──────── SUPPLIED ENTRIES

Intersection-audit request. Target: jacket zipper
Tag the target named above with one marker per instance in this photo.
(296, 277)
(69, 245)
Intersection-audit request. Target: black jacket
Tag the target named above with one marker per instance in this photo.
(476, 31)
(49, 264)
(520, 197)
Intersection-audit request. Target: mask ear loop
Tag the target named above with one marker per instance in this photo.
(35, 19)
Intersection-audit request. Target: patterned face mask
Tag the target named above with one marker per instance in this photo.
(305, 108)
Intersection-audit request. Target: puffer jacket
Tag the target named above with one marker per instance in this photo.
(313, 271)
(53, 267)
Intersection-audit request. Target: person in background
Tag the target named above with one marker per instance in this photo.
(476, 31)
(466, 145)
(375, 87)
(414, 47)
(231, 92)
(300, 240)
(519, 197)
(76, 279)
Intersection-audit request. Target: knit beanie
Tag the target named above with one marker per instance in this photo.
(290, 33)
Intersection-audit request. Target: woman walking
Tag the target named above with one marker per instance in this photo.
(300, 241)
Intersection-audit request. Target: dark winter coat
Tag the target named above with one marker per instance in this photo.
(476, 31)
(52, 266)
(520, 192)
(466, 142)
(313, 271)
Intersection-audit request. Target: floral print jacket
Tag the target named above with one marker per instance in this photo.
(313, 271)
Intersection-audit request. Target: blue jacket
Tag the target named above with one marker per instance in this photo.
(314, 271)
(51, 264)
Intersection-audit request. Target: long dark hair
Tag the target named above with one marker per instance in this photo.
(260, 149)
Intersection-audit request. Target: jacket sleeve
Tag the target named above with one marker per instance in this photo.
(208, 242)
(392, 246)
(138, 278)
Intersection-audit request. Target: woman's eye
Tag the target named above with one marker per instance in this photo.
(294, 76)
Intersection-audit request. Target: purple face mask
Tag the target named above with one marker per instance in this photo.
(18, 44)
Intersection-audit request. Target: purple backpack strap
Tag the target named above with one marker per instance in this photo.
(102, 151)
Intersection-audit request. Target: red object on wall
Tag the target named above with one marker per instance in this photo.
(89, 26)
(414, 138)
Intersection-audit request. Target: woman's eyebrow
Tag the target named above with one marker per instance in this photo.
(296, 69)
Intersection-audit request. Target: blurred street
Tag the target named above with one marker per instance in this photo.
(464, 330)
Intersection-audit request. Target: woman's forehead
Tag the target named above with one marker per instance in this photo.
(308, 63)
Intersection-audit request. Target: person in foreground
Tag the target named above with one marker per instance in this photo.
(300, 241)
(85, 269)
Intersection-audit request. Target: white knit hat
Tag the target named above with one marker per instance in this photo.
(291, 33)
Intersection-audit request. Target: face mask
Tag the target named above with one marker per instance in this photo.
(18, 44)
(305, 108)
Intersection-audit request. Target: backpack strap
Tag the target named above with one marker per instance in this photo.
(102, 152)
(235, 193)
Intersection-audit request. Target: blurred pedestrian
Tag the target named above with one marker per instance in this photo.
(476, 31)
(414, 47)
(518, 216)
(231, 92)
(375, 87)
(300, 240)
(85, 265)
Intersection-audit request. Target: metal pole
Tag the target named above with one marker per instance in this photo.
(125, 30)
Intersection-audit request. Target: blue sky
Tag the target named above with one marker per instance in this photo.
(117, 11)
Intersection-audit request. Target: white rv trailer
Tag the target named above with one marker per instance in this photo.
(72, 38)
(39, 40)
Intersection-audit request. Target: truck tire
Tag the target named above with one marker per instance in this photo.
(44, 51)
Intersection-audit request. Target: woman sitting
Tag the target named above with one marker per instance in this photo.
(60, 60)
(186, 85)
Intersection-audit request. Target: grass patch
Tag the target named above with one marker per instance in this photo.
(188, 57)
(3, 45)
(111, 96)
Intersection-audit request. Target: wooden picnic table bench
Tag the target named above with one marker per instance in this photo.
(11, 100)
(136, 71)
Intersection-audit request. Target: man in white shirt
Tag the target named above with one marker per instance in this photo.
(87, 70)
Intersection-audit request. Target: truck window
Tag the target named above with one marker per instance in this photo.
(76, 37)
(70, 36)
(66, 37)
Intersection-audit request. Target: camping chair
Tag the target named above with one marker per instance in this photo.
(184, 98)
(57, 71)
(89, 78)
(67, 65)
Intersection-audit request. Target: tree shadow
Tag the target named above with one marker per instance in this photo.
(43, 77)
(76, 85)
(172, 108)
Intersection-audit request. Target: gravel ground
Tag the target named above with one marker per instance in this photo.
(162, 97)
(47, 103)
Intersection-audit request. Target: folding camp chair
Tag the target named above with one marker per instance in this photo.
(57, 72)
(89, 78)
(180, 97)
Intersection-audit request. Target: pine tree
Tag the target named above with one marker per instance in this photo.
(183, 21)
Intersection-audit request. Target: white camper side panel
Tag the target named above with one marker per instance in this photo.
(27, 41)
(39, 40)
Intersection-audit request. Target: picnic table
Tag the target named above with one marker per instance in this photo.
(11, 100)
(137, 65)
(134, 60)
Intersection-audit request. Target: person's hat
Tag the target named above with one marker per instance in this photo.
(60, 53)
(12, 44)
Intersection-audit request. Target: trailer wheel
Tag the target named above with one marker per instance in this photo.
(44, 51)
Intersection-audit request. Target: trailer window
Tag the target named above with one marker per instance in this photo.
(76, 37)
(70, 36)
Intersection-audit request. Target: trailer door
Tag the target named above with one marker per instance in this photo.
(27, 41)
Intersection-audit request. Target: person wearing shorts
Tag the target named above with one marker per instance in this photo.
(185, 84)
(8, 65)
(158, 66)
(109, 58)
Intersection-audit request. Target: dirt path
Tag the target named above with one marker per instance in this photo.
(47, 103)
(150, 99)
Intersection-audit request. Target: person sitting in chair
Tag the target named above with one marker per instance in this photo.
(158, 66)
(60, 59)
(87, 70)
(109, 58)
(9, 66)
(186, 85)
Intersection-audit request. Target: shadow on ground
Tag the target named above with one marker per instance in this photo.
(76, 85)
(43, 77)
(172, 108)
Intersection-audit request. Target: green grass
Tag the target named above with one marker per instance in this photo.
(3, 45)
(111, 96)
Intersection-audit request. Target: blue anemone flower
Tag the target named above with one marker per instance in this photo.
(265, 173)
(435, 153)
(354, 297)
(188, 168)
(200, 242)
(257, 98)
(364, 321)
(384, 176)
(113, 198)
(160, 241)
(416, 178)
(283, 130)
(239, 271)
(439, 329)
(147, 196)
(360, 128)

────────────────

• PROBLEM TO WORK ON: Type out all of the material again, word for word.

• COMPLETE OUTPUT:
Intersection-audit request. Target: jacket zipper
Tag the target named above with one marker per instance in this photo.
(296, 277)
(69, 245)
Intersection-audit request. Target: black jacket
Tag the target named above with one marker per instance in this photo.
(476, 31)
(49, 264)
(520, 197)
Intersection-audit request. Target: mask ear loop
Tag the target named above with one marker per instance in this photo.
(35, 19)
Intersection-audit request. Target: patterned face mask
Tag the target named above with one marker per instance in this photo.
(305, 108)
Intersection-audit request. Target: puffer jacket
Tag the target named above with one marker per instance in this photo.
(313, 271)
(53, 267)
Intersection-audit request. Target: person in background
Tag the target named above with one marker per instance in this photo.
(476, 31)
(466, 145)
(375, 87)
(414, 47)
(231, 92)
(300, 240)
(519, 197)
(76, 279)
Intersection-audit request. Target: knit beanie
Tag the target named above with one marker per instance in this photo.
(290, 33)
Intersection-audit request. Target: woman walking
Tag the target named above with one marker per instance in this photo.
(300, 241)
Intersection-audit request. Target: dark winter coat
Tag the target named above with one marker per instance in this photo.
(476, 31)
(52, 266)
(520, 192)
(466, 142)
(313, 271)
Intersection-audit request. Target: floral print jacket
Tag the target named above with one marker per instance in this photo.
(313, 271)
Intersection-audit request. Target: blue jacket
Tag the target named above with one marker per instance in this photo.
(314, 271)
(51, 264)
Intersection-audit request. Target: long dark hair
Tag the target named above with one marker per instance in this photo.
(260, 149)
Intersection-audit request. Target: jacket sleeve
Tag the target named above with one marker per instance in this photo.
(208, 242)
(392, 246)
(138, 278)
Intersection-audit request. Target: woman's eye
Tag the target named above with one marker per instance in this photo.
(294, 76)
Intersection-audit request. Target: purple face mask
Tag the target named above with one marker per instance in this photo.
(18, 44)
Intersection-audit request. Target: purple backpack strap
Tag the target named above with one marker per instance in this photo.
(102, 151)
Intersection-audit request. Target: red object on wall
Tag the target named above with one marker per instance in this photo.
(89, 26)
(414, 138)
Intersection-audit request. Target: woman's eyebrow
Tag the target named above with one marker per instance in this photo.
(296, 69)
Intersection-audit request. Target: blurred street
Tag the target named above with one marker per instance in this photo.
(464, 330)
Intersection-audit request. Target: woman's forehead
Tag the target named above with one marker per instance in this photo.
(308, 63)
Intersection-audit request. Target: person in foreground
Tag the target named above with one marker per instance in this photo.
(300, 241)
(85, 269)
Intersection-audit request. Target: white knit hat
Tag the target named above with one marker per instance in this photo.
(291, 33)
Intersection-audit request. Target: face mask
Tag the target named above with one marker per instance in this photo.
(18, 44)
(305, 108)
Intersection-audit request. Target: backpack strap
Tag the target named above with one marker per instance in this photo.
(102, 152)
(235, 193)
Intersection-audit request. Target: blurred pedestrian
Tag the target named above with one marker per instance in this photo.
(476, 31)
(414, 47)
(518, 216)
(231, 92)
(375, 87)
(300, 240)
(85, 265)
Intersection-audit request. Target: metal pole
Tag the target named above with one marker per instance in this photo.
(125, 30)
Intersection-audit request. Target: blue sky
Tag the target named above with one marker per instance in this photo.
(117, 11)
Intersection-audit request. Target: white rv trailer
Tag the target named above with one marker per instance in this photo.
(72, 38)
(39, 40)
Intersection-audit request. Target: truck tire
Tag the target named above with one marker per instance in this photo.
(44, 51)
Intersection-audit request. Target: woman sitting
Tag the target named above with one marker per instance in this photo.
(60, 60)
(186, 85)
Intersection-audit request. Target: grass patch
Tag the target named above with one marker per instance in this photo.
(188, 57)
(3, 45)
(111, 96)
Intersection-audit request. Target: wooden picnic table bench
Tag the target named above with one marker per instance in this photo.
(11, 100)
(136, 71)
Intersection-audit request. Target: man in white shirt
Tag the target named above with one marker per instance in this photo.
(87, 70)
Intersection-audit request. Target: truck window
Tag the target named above with one marker per instance in this photo.
(76, 37)
(70, 36)
(66, 37)
Intersection-audit request. Target: camping chair
Tag the target named above with one marker per instance in this photo.
(184, 98)
(57, 71)
(89, 78)
(67, 65)
Intersection-audit request. Target: tree shadow
Tag the target named above with one marker per instance in this photo.
(43, 77)
(76, 85)
(172, 108)
Intersection-audit request. Target: gravel ground
Tag the target named above with one marker per instance in this photo.
(162, 97)
(47, 103)
Intersection-audit request. Target: folding camp chair
Tag the target named above with one marker per instance in this photo.
(57, 72)
(89, 78)
(180, 97)
Intersection-audit request. Target: pine tree
Tag the target named above with one marker per instance in this photo.
(183, 21)
Intersection-audit request. Target: white camper side panel
Tag the target named above with one marker per instance in this photo.
(27, 41)
(39, 40)
Intersection-audit request. Target: picnic table
Tag the target named above with one marker per instance in this photo.
(11, 100)
(137, 65)
(134, 60)
Intersection-audit request. Target: person's hat
Tag the target named above with one marker per instance in this photo.
(60, 53)
(12, 44)
Intersection-audit request. Target: trailer wheel
Tag the target named above with one marker per instance in this photo.
(44, 51)
Intersection-audit request. Target: trailer window
Tag the target named above with one marker per instance in this photo.
(76, 37)
(70, 36)
Intersection-audit request. Target: trailer door
Tag the target named above with one marker per instance in this photo.
(27, 41)
Intersection-audit request. Target: person wearing shorts
Tag the target named above with one marker per instance in this photo.
(185, 84)
(8, 65)
(158, 66)
(109, 58)
Intersection-audit request. Target: dirt path
Tag the target named above with one marker per instance in this photo.
(47, 103)
(150, 99)
Intersection-audit request. Target: person sitting in chair
Tag the target named above with one marker per instance in this photo.
(158, 66)
(60, 59)
(87, 70)
(109, 58)
(9, 66)
(186, 85)
Intersection-audit request. Target: shadow on ground
Tag the target named above with one marker per instance in this photo.
(76, 85)
(43, 77)
(172, 108)
Intersection-audit request. Target: green grass
Tag the target named above with one marker per instance in this photo.
(3, 45)
(111, 96)
Intersection-audit request. Target: blue anemone flower
Tag the target named above with one marker per instance in this photo.
(265, 173)
(435, 153)
(354, 297)
(188, 168)
(200, 242)
(257, 98)
(364, 321)
(384, 176)
(113, 198)
(160, 241)
(416, 178)
(283, 130)
(239, 271)
(439, 329)
(147, 196)
(360, 128)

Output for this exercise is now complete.